_DIRECTIONS FOR THIS TASK_
Set down the full listing exactly as given. Any pictures are to be left out.
►
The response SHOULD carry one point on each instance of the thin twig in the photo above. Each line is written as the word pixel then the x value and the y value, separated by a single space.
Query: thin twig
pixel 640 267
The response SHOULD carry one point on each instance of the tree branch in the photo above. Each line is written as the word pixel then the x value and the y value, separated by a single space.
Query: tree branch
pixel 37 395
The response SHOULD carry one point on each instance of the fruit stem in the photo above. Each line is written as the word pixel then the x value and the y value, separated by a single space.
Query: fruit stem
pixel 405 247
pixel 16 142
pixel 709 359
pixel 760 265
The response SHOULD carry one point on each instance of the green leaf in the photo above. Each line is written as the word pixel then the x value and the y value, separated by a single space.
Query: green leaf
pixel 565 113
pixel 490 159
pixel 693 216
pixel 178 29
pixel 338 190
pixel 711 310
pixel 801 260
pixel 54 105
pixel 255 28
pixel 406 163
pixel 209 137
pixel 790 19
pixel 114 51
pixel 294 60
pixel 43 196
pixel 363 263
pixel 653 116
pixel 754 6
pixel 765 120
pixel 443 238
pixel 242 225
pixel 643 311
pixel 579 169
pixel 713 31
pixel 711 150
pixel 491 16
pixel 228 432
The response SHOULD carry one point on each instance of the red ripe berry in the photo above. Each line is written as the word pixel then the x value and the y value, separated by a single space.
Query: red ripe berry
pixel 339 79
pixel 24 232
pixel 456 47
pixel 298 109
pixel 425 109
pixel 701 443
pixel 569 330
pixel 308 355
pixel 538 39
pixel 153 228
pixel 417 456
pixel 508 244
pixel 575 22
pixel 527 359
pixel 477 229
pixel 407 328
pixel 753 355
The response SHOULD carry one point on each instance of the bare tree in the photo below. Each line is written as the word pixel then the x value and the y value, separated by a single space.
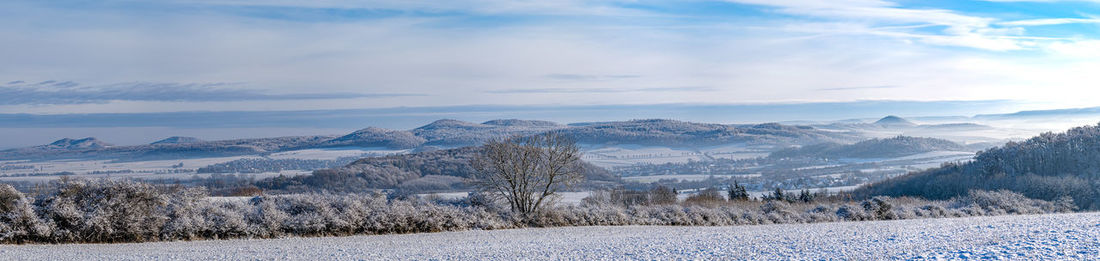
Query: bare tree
pixel 528 170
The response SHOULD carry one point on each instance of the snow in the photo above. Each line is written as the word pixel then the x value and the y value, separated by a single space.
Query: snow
pixel 1043 237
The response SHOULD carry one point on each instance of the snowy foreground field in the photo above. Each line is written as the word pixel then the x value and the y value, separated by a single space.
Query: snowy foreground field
pixel 1059 237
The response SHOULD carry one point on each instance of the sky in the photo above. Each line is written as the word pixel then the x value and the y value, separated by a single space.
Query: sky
pixel 118 56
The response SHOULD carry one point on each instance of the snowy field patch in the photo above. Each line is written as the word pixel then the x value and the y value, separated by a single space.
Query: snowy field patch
pixel 1043 237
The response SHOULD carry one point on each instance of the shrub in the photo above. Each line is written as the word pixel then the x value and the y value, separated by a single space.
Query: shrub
pixel 125 211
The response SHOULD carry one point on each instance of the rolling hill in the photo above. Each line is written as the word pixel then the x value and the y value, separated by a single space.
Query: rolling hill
pixel 1049 166
pixel 444 134
pixel 870 149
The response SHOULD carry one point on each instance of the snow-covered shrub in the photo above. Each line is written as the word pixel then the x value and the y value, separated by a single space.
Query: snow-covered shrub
pixel 18 219
pixel 107 210
pixel 1007 202
pixel 880 208
pixel 853 214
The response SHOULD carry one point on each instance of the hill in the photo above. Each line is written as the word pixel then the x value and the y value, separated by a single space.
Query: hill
pixel 435 171
pixel 85 143
pixel 682 133
pixel 446 134
pixel 893 121
pixel 377 138
pixel 870 149
pixel 177 140
pixel 1048 166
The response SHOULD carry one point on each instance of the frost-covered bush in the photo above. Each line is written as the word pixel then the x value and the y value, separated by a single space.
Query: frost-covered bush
◄
_PROBLEM SOLUTION_
The response SHOULD carry one point on each instance of the thin twig in the photo above. Each line is written as the word pixel then the x value and the y value, separated by a single space.
Query: thin twig
pixel 640 267
The response SHOULD carry one point on each instance of the tree branch in the photo above. Each line is written as the word pixel then the x value and the y value, separated by a single space.
Query: tree branch
pixel 37 395
The response SHOULD carry one point on each instance of the fruit stem in the photo above. Each line is written as the word pixel then the x value and the y value, separated by a single space.
Query: fruit stem
pixel 405 247
pixel 16 142
pixel 709 359
pixel 760 265
The response SHOULD carry one point on each instance of the green leaf in the photo above. Each line is written as the word pixel then the x value and the y value, separated by a single space.
Query: green leaf
pixel 565 113
pixel 490 159
pixel 693 216
pixel 178 29
pixel 338 190
pixel 711 310
pixel 801 260
pixel 54 105
pixel 255 28
pixel 406 163
pixel 209 137
pixel 790 19
pixel 114 51
pixel 294 60
pixel 43 196
pixel 363 263
pixel 653 116
pixel 754 6
pixel 765 120
pixel 443 238
pixel 242 225
pixel 643 311
pixel 579 169
pixel 713 31
pixel 711 150
pixel 491 16
pixel 228 432
The response SHOULD carry one point on each instance of the red ripe berry in the photo above. Each line is written as the word pixel then the x value and the y value, separated by a single space.
Query: red ripe berry
pixel 339 79
pixel 24 232
pixel 456 47
pixel 298 109
pixel 425 109
pixel 701 443
pixel 569 330
pixel 308 355
pixel 538 39
pixel 153 228
pixel 417 456
pixel 508 244
pixel 575 22
pixel 527 359
pixel 477 229
pixel 407 328
pixel 753 355
The response SHOULD carry one point on each instance of the bare tree in the photo below. Each line is written as the word pixel then the x value and the y value, separated by a single space.
Query: bare tree
pixel 528 170
The response SHOULD carry one point on each instance of the snow in the photo above. Each line is written as the word pixel then the x value and the y value, separated by a single space.
Query: snow
pixel 1043 237
The response SHOULD carry one point on each instance of the snowy foreground field in the photo above. Each line is written as the word pixel then the x value and the y value, separated by a single space.
Query: snowy foreground field
pixel 1059 237
The response SHOULD carry one point on each instance of the sky in the photo above. Each line is written as the word pixel then the x value and the y value, separated by a single space.
Query: sky
pixel 118 56
The response SHOULD carry one point on each instance of the snowy field patch in the photo above. Each line is written as the word pixel then the x value and the y value, separated by a single space.
Query: snowy field patch
pixel 1043 237
The response SHOULD carry one point on each instance of the shrub in the photo above. Each line is written as the word pixel then the x value and the y value, separated by a single space.
Query: shrub
pixel 125 211
The response SHOULD carry one point on each instance of the rolling hill in the photo above. Each line is written as the word pixel then the x value and the y value, separated by a single space.
Query: rolling hill
pixel 1049 166
pixel 444 134
pixel 870 149
The response SHOULD carry one point on each instance of the snow-covered shrub in the photo above. Each line is written as the word pixel then the x value and the y value, separated by a single space.
Query: snow-covered shrub
pixel 18 219
pixel 107 210
pixel 1007 202
pixel 880 208
pixel 853 214
The response SHOULD carry one point on each instance of the hill in the photo above. Each line is written as the word pixel then the x value and the y value, separated by a single space.
Query: hill
pixel 435 171
pixel 85 143
pixel 682 133
pixel 446 134
pixel 893 121
pixel 377 138
pixel 870 149
pixel 177 140
pixel 1048 166
The response SHOULD carry one point on each instance of the frost-covered bush in the photo above. Each line is written as the word pixel then the x value and the y value, separated by a single space.
Query: frost-covered bush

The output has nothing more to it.